> _INPUT RECORDS_:
↓↓↓

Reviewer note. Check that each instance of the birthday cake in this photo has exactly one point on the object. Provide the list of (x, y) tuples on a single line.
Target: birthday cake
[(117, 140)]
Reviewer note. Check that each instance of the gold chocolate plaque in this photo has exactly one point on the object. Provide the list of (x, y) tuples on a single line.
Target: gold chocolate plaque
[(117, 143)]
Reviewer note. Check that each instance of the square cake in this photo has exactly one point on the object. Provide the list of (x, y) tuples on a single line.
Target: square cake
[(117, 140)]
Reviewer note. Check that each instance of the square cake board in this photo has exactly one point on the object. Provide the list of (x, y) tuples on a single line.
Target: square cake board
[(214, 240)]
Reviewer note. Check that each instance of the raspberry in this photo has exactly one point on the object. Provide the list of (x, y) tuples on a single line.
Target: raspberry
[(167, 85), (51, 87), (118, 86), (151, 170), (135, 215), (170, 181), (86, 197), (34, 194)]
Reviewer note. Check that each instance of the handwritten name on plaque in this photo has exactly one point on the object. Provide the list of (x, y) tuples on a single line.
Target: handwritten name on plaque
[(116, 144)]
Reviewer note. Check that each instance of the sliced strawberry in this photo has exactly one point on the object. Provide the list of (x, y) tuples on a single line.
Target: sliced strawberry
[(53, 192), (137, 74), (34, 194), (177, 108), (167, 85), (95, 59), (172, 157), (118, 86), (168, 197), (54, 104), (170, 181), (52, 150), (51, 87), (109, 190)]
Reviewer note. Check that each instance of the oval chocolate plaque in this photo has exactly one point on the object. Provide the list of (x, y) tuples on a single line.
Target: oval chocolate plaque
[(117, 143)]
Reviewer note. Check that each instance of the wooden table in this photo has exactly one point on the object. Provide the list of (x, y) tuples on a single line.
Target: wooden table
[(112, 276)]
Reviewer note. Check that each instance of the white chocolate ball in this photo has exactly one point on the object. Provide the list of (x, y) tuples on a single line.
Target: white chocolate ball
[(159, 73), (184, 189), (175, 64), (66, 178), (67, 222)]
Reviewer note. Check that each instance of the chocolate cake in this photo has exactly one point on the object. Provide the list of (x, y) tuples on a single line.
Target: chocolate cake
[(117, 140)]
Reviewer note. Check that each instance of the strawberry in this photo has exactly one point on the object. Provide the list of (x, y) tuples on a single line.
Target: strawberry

↑↑↑

> _THE TASK_:
Go through the material and copy each line that contains "exactly".

> _ANSWER SECTION_:
Reviewer note. Check that each instance of the birthday cake in this photo has exactly one point on the object. Provide the list of (x, y) tuples on a single line.
Reviewer note. Check that each instance of the gold chocolate plaque in this photo has exactly one point on the object. Provide the list of (x, y) tuples on a single line.
Reviewer note. Check that each instance of the square cake in this photo has exactly one point on the object. Provide the list of (x, y) tuples on a single line.
Reviewer note. Check that each instance of the square cake board in this photo has exactly one point on the object. Provide the list of (x, y) tuples on a single line.
Reviewer note. Check that each instance of the raspberry in this photo has exactly one point on the object. Provide the list of (x, y) tuples on a single line.
Reviewer note. Check that each instance of the handwritten name on plaque in this photo has exactly one point on the object. Provide the list of (x, y) tuples on a single line.
Reviewer note. Check that each instance of the sliced strawberry in this photo has exactly one point on the object. Provide the list of (x, y) tuples on a single line.
Reviewer note. Check that each instance of the oval chocolate plaque in this photo has exactly one point on the object. Provide the list of (x, y) tuples on a single line.
Reviewer note. Check that each instance of the wooden table in this photo has exactly one point on the object. Provide the list of (x, y) tuples on a single line.
Reviewer note. Check that each instance of the white chocolate ball in this photo has exactly one point on the object. Provide the list of (x, y) tuples on a single line.
Reviewer note. Check that each instance of the chocolate cake in this photo has exactly one point on the object. Provide the list of (x, y) tuples on a single line.
Reviewer note. Check that each instance of the strawberry in this photo has exactly one point on the object. Provide the list of (x, y) tuples on a single line.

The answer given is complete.